Hence, MSAs offer a straightforward approach by utilizing different sensing materials to improve selectivity; they are limited in their ability to distinguish between analytes with overlapping responses, particularly when operating based solely on static capacitance values [15,17]. VSAs, which incorporate frequency-dependent impedance spectroscopy, provide enhanced data dimensionality and enable better discrimination of VOCs [14,23]. However, VSAs are typically constrained to single-material sensing, limiting their capacity to capture a broader range of analyte interactions. The proposed HSA strategically integrates the strengths of both MSAs and VSAs by combining multiple sensing materials, PMMA and PVP, and leveraging their electrochemical impedance responses. This hybrid approach enables the system to capture compound-specific signatures across both material and frequency domains, significantly improving selectivity and prediction accuracy. The resulting HSA configuration consistently achieved 100% prediction accuracy in classification tasks, as shown in Table 2, outperforming standalone MSA and VSA configurations and demonstrating its robustness for complex VOC detection scenarios [14,23]. To contextualize the performance of the proposed HSA, a horizontal comparison with recent literature is included in Table 3.
To further assess prediction accuracy, the dataset of 45 measurements is divided based on either compound type or concentration level. This approach enables a more targeted evaluation of the LDA model’s performance. When grouped by compound, each subset includes 15 measurements, five for each of the three different concentrations. Here, the LOOCV prediction rate shows the capability of the LDA model to predict the concentration of the compound depending on sensor data, as shown in Table 4. Table 4 provides a compound-specific breakdown of the prediction rate using LOOCV.

**GIVEN ENTRIES**
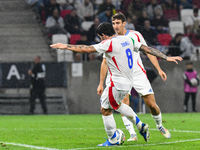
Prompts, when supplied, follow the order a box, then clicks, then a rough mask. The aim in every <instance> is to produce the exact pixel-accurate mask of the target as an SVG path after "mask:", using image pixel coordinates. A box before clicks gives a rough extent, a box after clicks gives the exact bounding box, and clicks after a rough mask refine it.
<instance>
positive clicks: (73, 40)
mask: <svg viewBox="0 0 200 150" xmlns="http://www.w3.org/2000/svg"><path fill="white" fill-rule="evenodd" d="M80 39H81V35H80V34H71V36H70V44H72V45H75V44H76V42H77V41H78V40H80Z"/></svg>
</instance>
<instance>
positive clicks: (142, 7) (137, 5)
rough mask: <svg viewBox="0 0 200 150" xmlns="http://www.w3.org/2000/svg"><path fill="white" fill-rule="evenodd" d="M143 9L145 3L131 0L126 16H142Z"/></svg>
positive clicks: (139, 0)
mask: <svg viewBox="0 0 200 150" xmlns="http://www.w3.org/2000/svg"><path fill="white" fill-rule="evenodd" d="M144 9H145V5H144V3H143V1H141V0H133V1H132V2H131V3H130V5H129V6H128V16H130V17H133V16H134V17H136V18H137V19H138V18H140V17H141V16H142V11H143V10H144Z"/></svg>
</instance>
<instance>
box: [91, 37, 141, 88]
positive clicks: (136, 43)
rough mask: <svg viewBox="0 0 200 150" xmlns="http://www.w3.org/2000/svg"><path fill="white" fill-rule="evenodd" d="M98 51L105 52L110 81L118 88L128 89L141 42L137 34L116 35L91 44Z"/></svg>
mask: <svg viewBox="0 0 200 150" xmlns="http://www.w3.org/2000/svg"><path fill="white" fill-rule="evenodd" d="M93 46H94V48H95V49H96V50H97V52H99V53H105V58H106V61H107V65H108V70H109V72H110V81H113V83H114V85H115V87H116V88H117V89H118V90H130V89H131V88H132V86H133V79H134V76H133V70H134V67H135V66H136V65H137V57H138V56H137V55H136V54H137V53H139V48H140V47H141V43H140V42H138V40H137V36H136V35H135V36H134V35H133V36H131V37H129V36H117V37H114V38H112V39H108V40H104V41H102V42H101V43H99V44H95V45H93Z"/></svg>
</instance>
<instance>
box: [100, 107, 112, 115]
mask: <svg viewBox="0 0 200 150" xmlns="http://www.w3.org/2000/svg"><path fill="white" fill-rule="evenodd" d="M101 114H102V115H103V116H109V115H111V114H112V110H111V109H105V108H102V107H101Z"/></svg>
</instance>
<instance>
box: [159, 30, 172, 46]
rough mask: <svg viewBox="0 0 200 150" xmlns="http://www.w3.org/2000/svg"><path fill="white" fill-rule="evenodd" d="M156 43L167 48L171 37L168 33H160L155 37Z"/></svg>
mask: <svg viewBox="0 0 200 150" xmlns="http://www.w3.org/2000/svg"><path fill="white" fill-rule="evenodd" d="M157 40H158V42H159V43H160V44H161V45H163V46H168V45H169V43H170V41H171V40H172V36H171V35H170V34H168V33H161V34H158V35H157Z"/></svg>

**TASK SET**
**1)** Which two sensing materials does the proposed HSA combine, according to the sensor array excerpt?
**2)** Rewrite the paragraph of the sensor array excerpt beginning "To further assess prediction accuracy" as a short list that keeps its main facts.
**3)** Print the part of the sensor array excerpt from "To further assess" to "rate using LOOCV.".
The records are separate from the sensor array excerpt.

**EXERCISE RESULTS**
**1)** PMMA and PVP.

**2)**
- The 45 measurements are split by compound type or by concentration level to evaluate the LDA model's performance more closely.
- Grouped by compound, each subset has 15 measurements, five for each of three concentrations.
- The LOOCV prediction rate shows how well the LDA model predicts a compound's concentration from sensor data.
- Table 4 gives this prediction rate for each compound.

**3)**
To further assess prediction accuracy, the dataset of 45 measurements is divided based on either compound type or concentration level. This approach enables a more targeted evaluation of the LDA model’s performance. When grouped by compound, each subset includes 15 measurements, five for each of the three different concentrations. Here, the LOOCV prediction rate shows the capability of the LDA model to predict the concentration of the compound depending on sensor data, as shown in Table 4. Table 4 provides a compound-specific breakdown of the prediction rate using LOOCV.